Page excerpt ->

Sturla Holm Laegreid, brothers Tarjei and Johannes Thingnes Bø, as well as Vetle Sjaastad Christiansen easily outpaced France and Germany by nearly a minute, while local hero Patrick Braunhofer from Italy finished in 5th place along with his team.
Strictly speaking, it was evident even before the final race at the Südtirol Arena that there was no way past Norway in the relay. The Scandinavians lived up to their high expectations and set the tone right from the start: First-leg skier Laegreid, the Bø brothers and anchor-leg leg skier Christiansen delivered strong performances and only had six reloads as a team. For Norway, it is the fourth gold in four relay races after victories in Kontiolahti, Hochfilzen and Ruhpolding.
On skis, very few nations can match Bø and co. Accordingly, the gap at the finish was wide to France, who were 59 seconds behind. Although these two teams largely competed in a league of their own, Germany nevertheless filled out the podium, finishing some 2 min. 14 secs. behind Norway. Fourth place went to the team from Sweden.
Italy in 5th place
The Italian hosts were quite solid. Patrick Braunhofer from Ridnaun came in 14th, but Tommaso Giacomel handed over to his teammate in fourth place, as did Didier Bionaz. Elia Zeni, the anchor-leg skier, was also strong on his skis and at the shooting stage. In the end, he finished in a respectable fifth place, 2 min. 47 secs. behind.

What you need to do ->
(a) In the biathlon relay report, starting with "On skis, very" and going on through "team from Sweden.", rewrite the passage with "France" swapped out for "the French squad".
(b) Pick up the biathlon relay report where it stops and continue it.

Data for pointing to referred expressions
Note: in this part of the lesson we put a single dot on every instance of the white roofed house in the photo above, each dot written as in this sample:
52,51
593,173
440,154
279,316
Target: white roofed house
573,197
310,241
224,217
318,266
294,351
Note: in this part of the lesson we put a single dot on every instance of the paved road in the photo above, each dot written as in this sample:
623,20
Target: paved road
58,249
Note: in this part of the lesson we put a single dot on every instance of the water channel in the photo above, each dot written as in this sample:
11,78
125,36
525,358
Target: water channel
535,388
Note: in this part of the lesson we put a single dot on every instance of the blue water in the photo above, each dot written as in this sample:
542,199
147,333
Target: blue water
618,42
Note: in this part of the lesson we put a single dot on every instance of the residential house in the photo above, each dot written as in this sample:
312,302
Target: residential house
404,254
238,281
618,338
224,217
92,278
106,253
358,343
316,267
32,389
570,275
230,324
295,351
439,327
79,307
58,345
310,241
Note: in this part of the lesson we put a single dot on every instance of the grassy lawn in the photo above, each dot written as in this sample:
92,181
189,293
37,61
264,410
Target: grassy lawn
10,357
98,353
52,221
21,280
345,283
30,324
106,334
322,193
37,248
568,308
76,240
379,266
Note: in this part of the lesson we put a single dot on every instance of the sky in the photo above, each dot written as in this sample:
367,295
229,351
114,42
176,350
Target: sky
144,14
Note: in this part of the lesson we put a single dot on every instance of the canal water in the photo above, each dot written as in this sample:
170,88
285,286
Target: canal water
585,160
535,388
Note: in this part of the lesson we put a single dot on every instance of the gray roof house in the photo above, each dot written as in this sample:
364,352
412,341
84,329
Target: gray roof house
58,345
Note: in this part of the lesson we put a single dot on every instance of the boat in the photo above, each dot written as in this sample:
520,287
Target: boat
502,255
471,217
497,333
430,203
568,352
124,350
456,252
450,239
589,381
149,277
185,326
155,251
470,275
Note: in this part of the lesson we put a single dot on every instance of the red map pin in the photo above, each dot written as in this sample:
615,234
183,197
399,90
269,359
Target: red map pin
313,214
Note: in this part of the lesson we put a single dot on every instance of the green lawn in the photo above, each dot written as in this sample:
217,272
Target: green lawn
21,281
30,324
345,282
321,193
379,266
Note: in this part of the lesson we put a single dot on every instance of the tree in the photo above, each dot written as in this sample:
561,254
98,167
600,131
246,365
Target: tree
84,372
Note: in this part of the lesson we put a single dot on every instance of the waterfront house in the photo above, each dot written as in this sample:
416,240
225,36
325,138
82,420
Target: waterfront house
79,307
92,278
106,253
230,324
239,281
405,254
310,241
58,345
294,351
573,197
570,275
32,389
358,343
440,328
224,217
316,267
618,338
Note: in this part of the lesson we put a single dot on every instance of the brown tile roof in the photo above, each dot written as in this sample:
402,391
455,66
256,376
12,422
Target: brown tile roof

Numbered answers ->
(a)
On skis, very few nations can match Bø and co. Accordingly, the gap at the finish was wide to the French squad, who were 59 seconds behind. Although these two teams largely competed in a league of their own, Germany nevertheless filled out the podium, finishing some 2 min. 14 secs. behind Norway. Fourth place went to the team from Sweden.

(b)
The men's relay event officially brought the 2023 Antholz World Cup stage to an end, which concluded without a hitch after a two-year break due to the pandemic. Around 50,000 spectators attended the four-day competition. The biathlon teams will now enjoy a break of slightly more than two weeks before the World Championships kick off in Oberhof on 8 February.
Biathlon World Cup Antholz
Men’s 4x7.5 km relay
1. Norway (Sturla Holm Laegreid, Tarjei Boe, Johannes Thingnes Boe, Vetle Sjaastad Christiansen) 1:11:50 (0+6)
2. France (Antonin Guiginnat, Fabien Claude, Emilien Jacquelin, Quentin Fillon Maillet) +59.0 (0+6)
3. Germany (David Zobel, Johannes Kuehn, Benedikt Doll, Roman Rees) +2:17.5 (1+11)
4. Sweden (Jesper Nelin, Peppe Femling, Martin Ponsiluoma, Sebastian Samuelsson) +2:38.7 (1+13)
5. Italy (Patrick Braunhofer, Tommaso Giacomel, Didier Bionaz, Elia Zeni) +2:47.3 (0+7)
6. Czech Republic (Michal Krcmar, Tomas Mikyska, Adam Vaclavik, Jakub Stvrtecky) +2:51.5 (0+10)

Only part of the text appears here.